:: Records shown
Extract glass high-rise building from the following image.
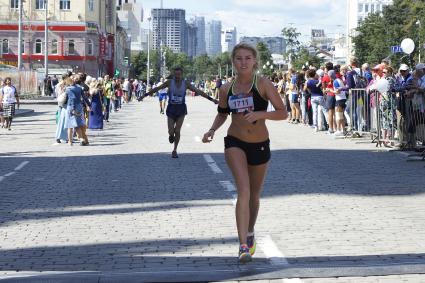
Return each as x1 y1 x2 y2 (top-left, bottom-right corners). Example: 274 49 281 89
205 21 221 56
152 9 187 53
194 17 207 56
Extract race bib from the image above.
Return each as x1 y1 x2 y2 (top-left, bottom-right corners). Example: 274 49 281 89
170 94 183 104
229 94 254 113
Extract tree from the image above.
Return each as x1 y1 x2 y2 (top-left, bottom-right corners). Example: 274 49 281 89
353 0 425 66
292 47 323 70
282 27 301 62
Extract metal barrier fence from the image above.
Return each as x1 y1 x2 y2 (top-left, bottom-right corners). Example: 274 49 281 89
346 89 425 159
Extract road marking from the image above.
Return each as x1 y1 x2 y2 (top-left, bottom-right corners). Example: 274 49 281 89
4 172 16 177
220 181 236 192
204 154 223 174
258 235 289 265
232 195 238 207
208 163 223 174
204 154 215 163
15 161 30 171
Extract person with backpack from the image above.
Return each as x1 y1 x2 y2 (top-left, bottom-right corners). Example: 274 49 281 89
346 57 369 131
304 69 324 132
0 77 19 131
328 70 347 137
289 70 301 124
322 62 336 134
103 75 114 122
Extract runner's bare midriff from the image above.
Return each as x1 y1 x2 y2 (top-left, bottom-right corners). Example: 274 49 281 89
227 113 269 143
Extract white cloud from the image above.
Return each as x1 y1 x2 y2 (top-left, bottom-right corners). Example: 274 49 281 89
143 0 346 41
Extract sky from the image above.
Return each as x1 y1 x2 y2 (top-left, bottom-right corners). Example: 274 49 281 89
137 0 347 42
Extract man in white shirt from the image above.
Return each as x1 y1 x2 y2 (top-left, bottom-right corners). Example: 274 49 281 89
0 78 19 131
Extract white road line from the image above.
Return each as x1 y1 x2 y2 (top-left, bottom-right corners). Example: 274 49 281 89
204 154 215 163
257 235 289 265
15 161 30 171
208 162 223 174
204 154 223 174
232 195 238 206
4 172 16 177
220 181 236 192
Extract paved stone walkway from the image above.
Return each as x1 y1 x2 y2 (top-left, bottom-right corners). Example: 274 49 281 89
0 97 425 282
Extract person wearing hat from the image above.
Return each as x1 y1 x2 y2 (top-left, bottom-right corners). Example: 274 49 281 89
88 79 103 130
415 63 425 90
394 64 414 147
328 70 347 136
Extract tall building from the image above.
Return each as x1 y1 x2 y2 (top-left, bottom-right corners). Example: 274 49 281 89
240 36 286 54
117 0 143 51
205 21 221 56
195 17 207 56
186 23 198 57
346 0 393 62
152 9 187 52
221 27 237 52
0 0 124 76
311 29 334 51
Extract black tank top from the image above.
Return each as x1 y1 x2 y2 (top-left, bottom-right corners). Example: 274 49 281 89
227 74 268 113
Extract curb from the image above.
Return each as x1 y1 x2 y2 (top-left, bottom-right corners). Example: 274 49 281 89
20 100 58 105
15 109 34 117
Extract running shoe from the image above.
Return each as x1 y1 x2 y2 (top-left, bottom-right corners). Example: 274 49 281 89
168 135 174 143
239 245 252 263
246 235 257 255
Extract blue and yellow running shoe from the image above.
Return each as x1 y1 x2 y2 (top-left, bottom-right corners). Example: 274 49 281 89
246 234 257 256
239 244 252 263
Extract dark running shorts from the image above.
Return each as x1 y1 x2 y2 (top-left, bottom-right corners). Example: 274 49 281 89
335 99 347 110
224 136 271 165
166 103 187 121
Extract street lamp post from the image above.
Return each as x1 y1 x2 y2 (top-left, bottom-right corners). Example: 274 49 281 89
18 0 23 71
43 0 49 77
146 17 151 88
416 20 423 63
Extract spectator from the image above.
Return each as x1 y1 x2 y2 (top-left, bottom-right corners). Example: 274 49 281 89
65 75 89 146
0 77 19 131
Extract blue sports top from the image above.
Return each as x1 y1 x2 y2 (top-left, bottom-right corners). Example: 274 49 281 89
168 79 186 104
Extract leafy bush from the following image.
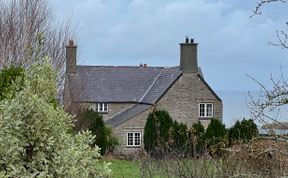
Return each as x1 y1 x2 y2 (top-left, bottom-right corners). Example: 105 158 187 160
191 121 205 154
80 109 119 155
171 121 189 154
228 119 258 145
0 59 110 177
205 119 227 156
144 109 173 155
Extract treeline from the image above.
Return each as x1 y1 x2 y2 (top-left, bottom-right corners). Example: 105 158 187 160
144 109 258 157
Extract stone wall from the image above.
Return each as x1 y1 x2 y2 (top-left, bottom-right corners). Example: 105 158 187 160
113 73 222 158
113 108 151 158
157 73 222 127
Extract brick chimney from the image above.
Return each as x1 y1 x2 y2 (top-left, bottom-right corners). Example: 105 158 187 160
180 37 198 73
66 40 77 74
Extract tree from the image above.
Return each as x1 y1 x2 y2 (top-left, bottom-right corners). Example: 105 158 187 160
0 0 73 100
249 0 288 132
251 0 288 49
0 58 110 177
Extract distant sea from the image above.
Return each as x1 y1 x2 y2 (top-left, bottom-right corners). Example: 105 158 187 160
216 91 251 127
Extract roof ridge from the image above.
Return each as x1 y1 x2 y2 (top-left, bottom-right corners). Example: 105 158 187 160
140 69 164 103
76 65 165 69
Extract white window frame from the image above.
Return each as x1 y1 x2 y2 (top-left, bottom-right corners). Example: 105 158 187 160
90 103 109 113
126 132 142 147
198 103 214 118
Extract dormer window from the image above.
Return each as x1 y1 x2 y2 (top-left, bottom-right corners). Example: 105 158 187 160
90 103 108 113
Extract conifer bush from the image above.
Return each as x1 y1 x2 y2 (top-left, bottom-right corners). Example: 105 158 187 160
192 121 205 154
228 118 259 145
144 109 173 154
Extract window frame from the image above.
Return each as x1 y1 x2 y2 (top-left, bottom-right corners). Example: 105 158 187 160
198 103 214 118
90 103 109 113
126 131 142 147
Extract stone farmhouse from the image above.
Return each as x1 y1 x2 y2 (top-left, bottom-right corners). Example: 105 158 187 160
64 38 222 155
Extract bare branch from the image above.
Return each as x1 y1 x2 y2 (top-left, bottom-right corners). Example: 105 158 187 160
250 0 287 18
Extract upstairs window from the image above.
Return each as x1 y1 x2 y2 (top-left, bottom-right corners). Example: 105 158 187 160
127 132 141 146
199 103 213 117
90 103 108 113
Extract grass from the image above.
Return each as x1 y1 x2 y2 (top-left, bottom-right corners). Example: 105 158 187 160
107 160 141 178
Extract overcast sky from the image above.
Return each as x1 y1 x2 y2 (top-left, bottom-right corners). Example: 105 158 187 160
52 0 288 125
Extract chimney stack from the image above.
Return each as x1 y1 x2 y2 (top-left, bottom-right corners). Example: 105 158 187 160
180 36 198 73
66 40 77 74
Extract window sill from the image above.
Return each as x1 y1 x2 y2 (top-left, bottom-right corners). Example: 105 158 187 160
126 145 141 148
198 117 213 120
97 111 108 114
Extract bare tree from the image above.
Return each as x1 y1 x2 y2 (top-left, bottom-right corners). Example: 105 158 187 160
250 0 288 49
0 0 72 100
249 0 288 129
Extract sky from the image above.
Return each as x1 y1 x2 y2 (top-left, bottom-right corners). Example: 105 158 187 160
51 0 288 125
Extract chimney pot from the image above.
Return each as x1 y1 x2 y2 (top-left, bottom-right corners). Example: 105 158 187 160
66 39 77 74
68 39 74 46
185 36 189 43
180 37 198 73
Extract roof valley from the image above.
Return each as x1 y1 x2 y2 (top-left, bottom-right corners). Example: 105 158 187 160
140 69 164 104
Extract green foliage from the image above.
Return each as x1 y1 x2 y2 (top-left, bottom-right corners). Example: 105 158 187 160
83 109 107 155
144 109 173 154
172 121 188 152
205 119 227 146
0 66 24 100
144 110 158 153
0 59 110 177
228 118 258 144
80 109 119 155
105 126 119 152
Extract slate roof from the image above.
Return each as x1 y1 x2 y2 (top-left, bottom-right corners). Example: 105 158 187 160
68 66 221 127
70 66 181 104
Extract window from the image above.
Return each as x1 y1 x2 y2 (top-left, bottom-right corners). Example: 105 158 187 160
127 132 141 146
90 103 108 113
199 103 213 117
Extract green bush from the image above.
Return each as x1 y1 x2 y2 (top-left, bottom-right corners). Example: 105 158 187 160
172 121 189 153
144 109 173 154
83 109 107 155
228 118 258 145
205 119 227 146
0 66 24 100
144 110 159 153
0 59 110 177
192 121 205 154
80 109 119 155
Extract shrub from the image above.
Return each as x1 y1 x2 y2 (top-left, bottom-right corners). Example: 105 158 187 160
0 59 110 177
205 119 227 156
192 121 205 154
105 126 119 152
0 66 24 100
83 109 107 155
171 121 189 153
228 118 258 145
144 109 173 154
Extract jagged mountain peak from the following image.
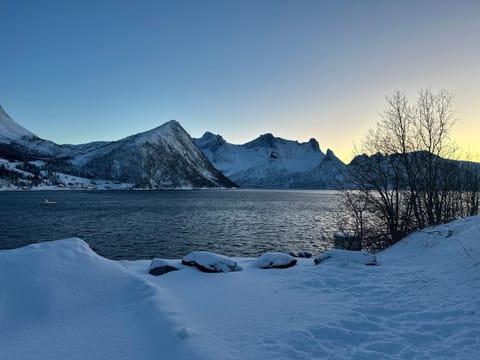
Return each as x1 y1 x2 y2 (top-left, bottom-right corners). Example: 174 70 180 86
308 138 320 151
0 105 35 140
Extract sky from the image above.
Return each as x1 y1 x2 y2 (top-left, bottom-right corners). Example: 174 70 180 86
0 0 480 162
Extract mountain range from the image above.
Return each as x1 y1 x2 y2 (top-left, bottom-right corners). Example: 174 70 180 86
0 107 237 189
0 106 347 189
194 132 347 189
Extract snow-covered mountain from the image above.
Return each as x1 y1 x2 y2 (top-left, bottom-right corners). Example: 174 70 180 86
71 120 235 189
194 132 346 188
0 107 236 189
0 106 35 143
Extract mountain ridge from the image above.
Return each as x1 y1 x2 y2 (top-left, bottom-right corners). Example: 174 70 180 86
0 108 237 189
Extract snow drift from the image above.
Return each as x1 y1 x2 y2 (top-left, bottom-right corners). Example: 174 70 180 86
0 216 480 359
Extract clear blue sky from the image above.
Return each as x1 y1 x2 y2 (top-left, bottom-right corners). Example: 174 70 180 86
0 0 480 160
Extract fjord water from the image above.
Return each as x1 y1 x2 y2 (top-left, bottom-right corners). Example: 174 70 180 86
0 190 339 259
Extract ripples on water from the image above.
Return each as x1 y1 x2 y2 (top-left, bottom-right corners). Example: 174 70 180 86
0 190 339 259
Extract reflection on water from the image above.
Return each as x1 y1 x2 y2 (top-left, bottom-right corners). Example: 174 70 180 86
0 190 339 259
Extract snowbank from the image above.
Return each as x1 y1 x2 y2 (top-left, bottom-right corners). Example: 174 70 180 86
0 217 480 360
0 239 208 360
313 249 377 265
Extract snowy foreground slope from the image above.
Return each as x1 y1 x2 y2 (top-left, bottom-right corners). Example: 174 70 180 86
0 217 480 359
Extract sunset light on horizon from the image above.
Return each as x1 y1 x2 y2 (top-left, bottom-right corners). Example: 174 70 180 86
0 0 480 163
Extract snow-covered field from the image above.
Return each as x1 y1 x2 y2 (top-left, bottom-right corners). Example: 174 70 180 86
0 217 480 360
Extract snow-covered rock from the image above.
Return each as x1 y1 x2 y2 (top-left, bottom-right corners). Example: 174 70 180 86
148 258 180 276
194 132 345 188
289 250 313 259
0 239 202 360
0 216 480 360
313 249 377 265
182 251 241 273
255 252 297 269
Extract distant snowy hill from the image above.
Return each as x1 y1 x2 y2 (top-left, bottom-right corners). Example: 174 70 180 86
0 106 35 142
194 132 346 189
71 120 235 189
0 107 236 189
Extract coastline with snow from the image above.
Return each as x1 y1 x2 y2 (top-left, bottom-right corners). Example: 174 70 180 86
0 216 480 359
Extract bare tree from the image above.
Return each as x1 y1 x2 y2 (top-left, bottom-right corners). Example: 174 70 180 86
345 89 479 249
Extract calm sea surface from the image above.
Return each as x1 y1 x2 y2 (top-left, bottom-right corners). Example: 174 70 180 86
0 190 339 259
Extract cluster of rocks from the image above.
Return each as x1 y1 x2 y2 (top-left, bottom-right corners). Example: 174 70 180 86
149 249 377 275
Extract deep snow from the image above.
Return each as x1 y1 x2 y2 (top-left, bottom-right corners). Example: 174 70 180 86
0 217 480 360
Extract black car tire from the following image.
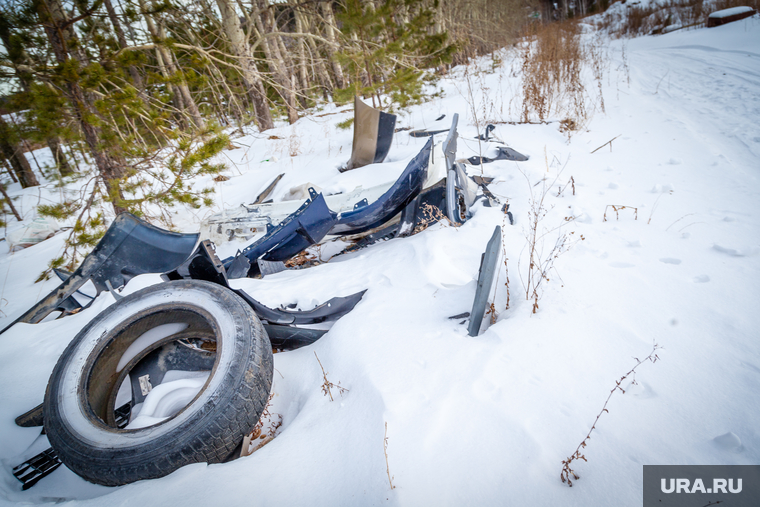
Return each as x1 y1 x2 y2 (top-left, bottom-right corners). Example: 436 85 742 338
44 280 273 486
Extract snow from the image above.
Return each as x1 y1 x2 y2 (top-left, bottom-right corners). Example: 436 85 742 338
0 17 760 506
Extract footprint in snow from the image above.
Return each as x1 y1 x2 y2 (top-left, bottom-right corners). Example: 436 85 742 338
712 431 744 452
713 243 760 257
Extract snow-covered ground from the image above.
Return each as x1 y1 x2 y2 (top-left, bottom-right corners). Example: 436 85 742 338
0 16 760 506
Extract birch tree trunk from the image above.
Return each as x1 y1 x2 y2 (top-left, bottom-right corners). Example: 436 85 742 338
139 0 206 129
320 2 348 88
0 116 40 188
216 0 274 131
253 0 298 125
36 0 126 215
103 0 147 98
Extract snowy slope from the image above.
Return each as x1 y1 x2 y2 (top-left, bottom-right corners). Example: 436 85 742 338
0 16 760 506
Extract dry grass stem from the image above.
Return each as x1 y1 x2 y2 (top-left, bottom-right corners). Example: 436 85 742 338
602 204 640 222
560 343 661 488
314 352 348 401
383 421 396 489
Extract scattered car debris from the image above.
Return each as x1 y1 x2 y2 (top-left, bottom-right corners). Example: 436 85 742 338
7 107 519 489
467 225 501 336
464 146 530 165
707 6 757 28
253 173 285 204
0 213 198 334
13 447 61 491
341 96 396 172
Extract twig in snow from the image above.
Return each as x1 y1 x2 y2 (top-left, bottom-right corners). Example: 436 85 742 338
314 351 348 401
591 134 623 153
559 343 661 488
383 421 396 489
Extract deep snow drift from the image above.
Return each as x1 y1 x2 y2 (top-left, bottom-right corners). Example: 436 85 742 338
0 16 760 506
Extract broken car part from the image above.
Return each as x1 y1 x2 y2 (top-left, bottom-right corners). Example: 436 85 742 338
253 173 285 204
164 240 367 328
341 96 396 172
223 189 334 278
467 225 501 336
201 114 459 250
44 280 273 486
464 146 530 165
0 213 198 334
13 447 61 491
330 137 433 236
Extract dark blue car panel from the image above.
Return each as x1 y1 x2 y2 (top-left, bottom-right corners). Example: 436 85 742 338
329 139 433 234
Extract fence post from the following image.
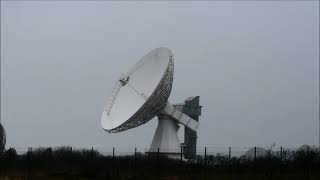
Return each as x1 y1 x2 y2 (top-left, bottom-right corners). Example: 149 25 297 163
204 147 207 167
228 147 231 167
280 146 283 162
134 148 137 167
112 147 115 176
180 146 183 164
254 147 257 160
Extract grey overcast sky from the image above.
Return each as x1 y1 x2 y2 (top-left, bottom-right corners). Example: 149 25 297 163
1 1 319 153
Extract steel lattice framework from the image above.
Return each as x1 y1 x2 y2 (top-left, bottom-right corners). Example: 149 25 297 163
107 57 174 133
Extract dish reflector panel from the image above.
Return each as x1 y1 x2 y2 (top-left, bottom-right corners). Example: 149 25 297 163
101 47 174 133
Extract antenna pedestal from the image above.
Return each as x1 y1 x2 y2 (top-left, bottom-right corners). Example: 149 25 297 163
148 114 181 158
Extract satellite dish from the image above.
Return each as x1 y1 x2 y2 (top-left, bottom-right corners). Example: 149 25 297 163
101 47 198 157
0 123 6 154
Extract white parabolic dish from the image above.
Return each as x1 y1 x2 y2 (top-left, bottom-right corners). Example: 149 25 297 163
101 47 174 133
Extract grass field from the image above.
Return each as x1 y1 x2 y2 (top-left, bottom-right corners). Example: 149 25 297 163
0 147 320 180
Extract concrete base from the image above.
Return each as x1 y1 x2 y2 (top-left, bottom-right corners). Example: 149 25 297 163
147 114 181 158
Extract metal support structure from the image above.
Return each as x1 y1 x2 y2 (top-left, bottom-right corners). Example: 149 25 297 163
173 96 202 159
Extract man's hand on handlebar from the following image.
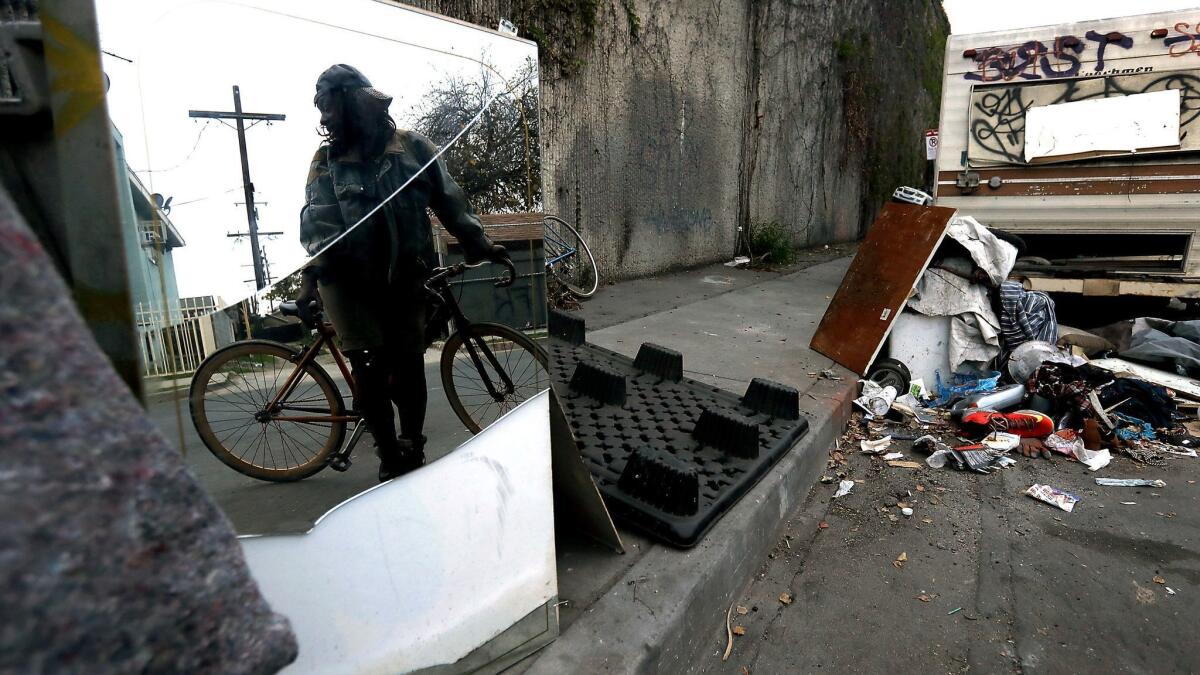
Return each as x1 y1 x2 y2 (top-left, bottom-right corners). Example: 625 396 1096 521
487 244 517 288
295 268 322 325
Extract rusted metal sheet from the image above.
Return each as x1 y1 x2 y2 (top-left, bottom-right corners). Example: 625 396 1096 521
810 204 955 375
937 163 1200 197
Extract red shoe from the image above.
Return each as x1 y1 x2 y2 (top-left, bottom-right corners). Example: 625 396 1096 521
962 410 1054 438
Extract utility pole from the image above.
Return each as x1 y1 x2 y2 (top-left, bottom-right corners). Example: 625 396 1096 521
187 84 286 291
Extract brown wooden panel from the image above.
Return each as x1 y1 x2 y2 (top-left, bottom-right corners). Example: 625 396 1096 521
430 213 542 245
809 204 955 375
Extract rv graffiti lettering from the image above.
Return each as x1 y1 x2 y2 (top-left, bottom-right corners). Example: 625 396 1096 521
967 73 1200 167
1084 30 1133 72
962 30 1133 82
1163 22 1200 56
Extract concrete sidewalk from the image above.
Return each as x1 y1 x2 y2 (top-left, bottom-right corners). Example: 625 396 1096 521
521 249 854 674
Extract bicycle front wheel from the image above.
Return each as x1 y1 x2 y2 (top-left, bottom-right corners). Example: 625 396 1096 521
542 215 600 298
442 323 550 434
188 340 346 483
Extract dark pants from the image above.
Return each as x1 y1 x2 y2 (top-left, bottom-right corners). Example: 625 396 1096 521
346 348 428 461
::::
*What to do*.
Rewrite the entries from the start through the line with "229 94 254 113", changing "race bib" to "runner number" and keeping everything else the same. Leave the picture out.

*Complete answer*.
Extract glass high-rise building from the following image.
Return each as x1 y1 x2 y2 (top-left, bottom-right corners). Example: 274 49 281 89
205 21 221 56
152 9 187 53
194 17 207 56
Extract runner number from the image above.
Return each as x1 y1 x2 y2 (top-left, bottom-right corners). Example: 274 49 281 89
170 94 183 104
229 94 254 113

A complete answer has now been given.